*Exercise objective*. Find each line in the entries below that contains the string "grey", and copy every such line in full.

*Data lines*.
::::::

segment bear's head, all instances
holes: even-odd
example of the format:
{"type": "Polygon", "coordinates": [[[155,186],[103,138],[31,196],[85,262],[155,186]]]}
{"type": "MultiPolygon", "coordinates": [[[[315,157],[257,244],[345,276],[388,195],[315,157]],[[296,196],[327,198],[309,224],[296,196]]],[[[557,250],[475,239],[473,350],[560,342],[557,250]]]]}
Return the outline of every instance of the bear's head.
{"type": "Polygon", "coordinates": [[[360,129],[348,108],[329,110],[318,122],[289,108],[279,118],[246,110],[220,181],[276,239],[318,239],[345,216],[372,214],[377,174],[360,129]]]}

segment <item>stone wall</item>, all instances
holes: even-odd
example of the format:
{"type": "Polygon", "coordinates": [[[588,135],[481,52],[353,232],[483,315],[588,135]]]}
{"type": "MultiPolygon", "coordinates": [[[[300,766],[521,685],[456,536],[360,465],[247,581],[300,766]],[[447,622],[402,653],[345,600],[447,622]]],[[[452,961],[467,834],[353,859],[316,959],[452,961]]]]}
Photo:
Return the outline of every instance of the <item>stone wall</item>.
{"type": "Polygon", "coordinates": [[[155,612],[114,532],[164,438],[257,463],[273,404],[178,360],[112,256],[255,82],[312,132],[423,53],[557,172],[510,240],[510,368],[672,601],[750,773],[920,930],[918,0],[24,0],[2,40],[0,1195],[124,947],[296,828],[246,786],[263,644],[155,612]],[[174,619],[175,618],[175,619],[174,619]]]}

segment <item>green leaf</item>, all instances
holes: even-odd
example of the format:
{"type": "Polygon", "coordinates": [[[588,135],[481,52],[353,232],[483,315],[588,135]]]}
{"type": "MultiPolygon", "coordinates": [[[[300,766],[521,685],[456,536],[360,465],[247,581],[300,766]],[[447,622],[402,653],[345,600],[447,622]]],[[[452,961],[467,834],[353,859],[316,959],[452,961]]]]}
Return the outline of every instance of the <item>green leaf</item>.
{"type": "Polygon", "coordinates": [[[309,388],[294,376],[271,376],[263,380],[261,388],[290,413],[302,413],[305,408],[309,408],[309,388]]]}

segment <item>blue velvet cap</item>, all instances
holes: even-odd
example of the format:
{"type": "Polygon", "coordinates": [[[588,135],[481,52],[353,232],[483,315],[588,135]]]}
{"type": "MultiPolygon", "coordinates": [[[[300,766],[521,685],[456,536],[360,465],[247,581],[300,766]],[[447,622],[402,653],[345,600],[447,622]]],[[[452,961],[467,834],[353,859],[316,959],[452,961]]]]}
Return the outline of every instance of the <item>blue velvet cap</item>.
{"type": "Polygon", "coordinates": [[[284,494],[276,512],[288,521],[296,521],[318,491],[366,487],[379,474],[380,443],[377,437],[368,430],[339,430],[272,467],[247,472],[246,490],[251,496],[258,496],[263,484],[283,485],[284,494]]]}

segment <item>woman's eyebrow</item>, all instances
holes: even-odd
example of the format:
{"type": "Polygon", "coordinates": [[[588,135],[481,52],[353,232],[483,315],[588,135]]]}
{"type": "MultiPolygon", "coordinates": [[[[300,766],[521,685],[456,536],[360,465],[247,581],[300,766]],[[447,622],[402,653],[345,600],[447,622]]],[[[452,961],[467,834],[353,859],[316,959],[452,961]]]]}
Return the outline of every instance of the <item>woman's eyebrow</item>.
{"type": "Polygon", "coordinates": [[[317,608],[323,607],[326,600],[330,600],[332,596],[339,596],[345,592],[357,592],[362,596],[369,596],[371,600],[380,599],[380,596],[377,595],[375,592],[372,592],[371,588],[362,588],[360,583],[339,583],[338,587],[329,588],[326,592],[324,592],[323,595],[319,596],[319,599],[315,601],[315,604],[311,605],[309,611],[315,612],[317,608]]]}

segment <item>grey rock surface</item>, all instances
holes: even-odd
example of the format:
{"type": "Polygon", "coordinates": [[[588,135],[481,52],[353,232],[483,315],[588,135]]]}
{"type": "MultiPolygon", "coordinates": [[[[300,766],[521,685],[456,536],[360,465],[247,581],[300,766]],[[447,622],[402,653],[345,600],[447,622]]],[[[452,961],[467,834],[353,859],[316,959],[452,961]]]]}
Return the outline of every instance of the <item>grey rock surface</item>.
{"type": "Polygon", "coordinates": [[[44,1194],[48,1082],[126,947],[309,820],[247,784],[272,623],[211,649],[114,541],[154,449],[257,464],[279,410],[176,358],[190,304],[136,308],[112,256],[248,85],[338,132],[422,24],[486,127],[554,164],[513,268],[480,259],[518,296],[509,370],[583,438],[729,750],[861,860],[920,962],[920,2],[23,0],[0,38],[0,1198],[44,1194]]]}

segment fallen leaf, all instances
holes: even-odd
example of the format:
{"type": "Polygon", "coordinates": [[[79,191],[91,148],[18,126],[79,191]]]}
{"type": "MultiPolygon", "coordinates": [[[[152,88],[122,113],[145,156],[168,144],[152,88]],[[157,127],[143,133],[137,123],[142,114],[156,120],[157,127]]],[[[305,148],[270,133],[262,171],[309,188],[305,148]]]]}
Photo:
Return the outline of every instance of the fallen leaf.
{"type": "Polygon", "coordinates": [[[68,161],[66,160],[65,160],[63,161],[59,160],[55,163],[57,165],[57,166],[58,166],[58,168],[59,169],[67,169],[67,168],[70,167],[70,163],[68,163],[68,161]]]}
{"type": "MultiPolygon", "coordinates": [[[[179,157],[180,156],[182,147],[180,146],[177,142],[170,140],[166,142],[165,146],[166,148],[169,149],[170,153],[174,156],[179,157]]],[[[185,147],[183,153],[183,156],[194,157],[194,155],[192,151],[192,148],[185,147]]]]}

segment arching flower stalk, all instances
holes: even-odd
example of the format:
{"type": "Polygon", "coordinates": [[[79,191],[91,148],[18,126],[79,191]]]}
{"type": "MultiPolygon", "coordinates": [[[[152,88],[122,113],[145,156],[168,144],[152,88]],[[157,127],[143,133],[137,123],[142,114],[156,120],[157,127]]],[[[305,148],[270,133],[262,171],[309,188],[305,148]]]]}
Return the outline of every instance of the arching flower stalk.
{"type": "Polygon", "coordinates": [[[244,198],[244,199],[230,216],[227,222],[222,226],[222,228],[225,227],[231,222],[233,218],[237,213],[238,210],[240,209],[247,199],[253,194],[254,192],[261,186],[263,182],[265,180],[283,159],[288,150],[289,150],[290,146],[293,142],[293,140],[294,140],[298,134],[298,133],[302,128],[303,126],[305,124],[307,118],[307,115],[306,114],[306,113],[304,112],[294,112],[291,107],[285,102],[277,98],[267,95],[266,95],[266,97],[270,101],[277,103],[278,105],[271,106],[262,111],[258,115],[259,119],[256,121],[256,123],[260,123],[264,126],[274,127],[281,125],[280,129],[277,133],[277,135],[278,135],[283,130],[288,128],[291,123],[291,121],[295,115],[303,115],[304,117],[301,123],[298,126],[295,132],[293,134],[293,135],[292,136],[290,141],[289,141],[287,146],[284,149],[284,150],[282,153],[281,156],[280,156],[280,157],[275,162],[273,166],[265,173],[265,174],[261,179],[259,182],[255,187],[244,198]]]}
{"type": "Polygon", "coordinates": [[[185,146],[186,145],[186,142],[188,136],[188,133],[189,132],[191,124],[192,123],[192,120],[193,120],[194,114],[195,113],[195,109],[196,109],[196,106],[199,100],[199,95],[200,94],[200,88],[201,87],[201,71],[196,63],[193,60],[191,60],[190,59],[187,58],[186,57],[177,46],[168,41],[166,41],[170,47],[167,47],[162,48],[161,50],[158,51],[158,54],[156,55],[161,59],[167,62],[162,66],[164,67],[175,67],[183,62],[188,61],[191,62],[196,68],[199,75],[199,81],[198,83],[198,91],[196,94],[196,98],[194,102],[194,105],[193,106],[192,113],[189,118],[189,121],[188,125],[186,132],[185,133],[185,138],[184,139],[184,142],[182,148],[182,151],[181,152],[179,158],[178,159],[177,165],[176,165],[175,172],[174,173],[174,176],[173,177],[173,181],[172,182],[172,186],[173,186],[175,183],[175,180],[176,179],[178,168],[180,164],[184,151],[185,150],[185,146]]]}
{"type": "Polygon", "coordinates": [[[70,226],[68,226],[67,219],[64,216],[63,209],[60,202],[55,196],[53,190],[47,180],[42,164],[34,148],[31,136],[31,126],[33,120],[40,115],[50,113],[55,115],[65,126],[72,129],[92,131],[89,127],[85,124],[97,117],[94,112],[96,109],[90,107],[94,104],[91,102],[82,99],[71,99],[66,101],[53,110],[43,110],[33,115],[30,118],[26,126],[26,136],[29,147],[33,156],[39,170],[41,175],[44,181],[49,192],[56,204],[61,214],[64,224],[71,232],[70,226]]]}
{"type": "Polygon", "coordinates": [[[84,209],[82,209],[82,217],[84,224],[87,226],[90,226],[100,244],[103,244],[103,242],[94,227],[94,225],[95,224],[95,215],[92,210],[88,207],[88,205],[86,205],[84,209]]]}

::::::

*Result of this task*.
segment <item>grey rock surface</item>, all instances
Return the outline of every instance of the <item>grey rock surface</item>.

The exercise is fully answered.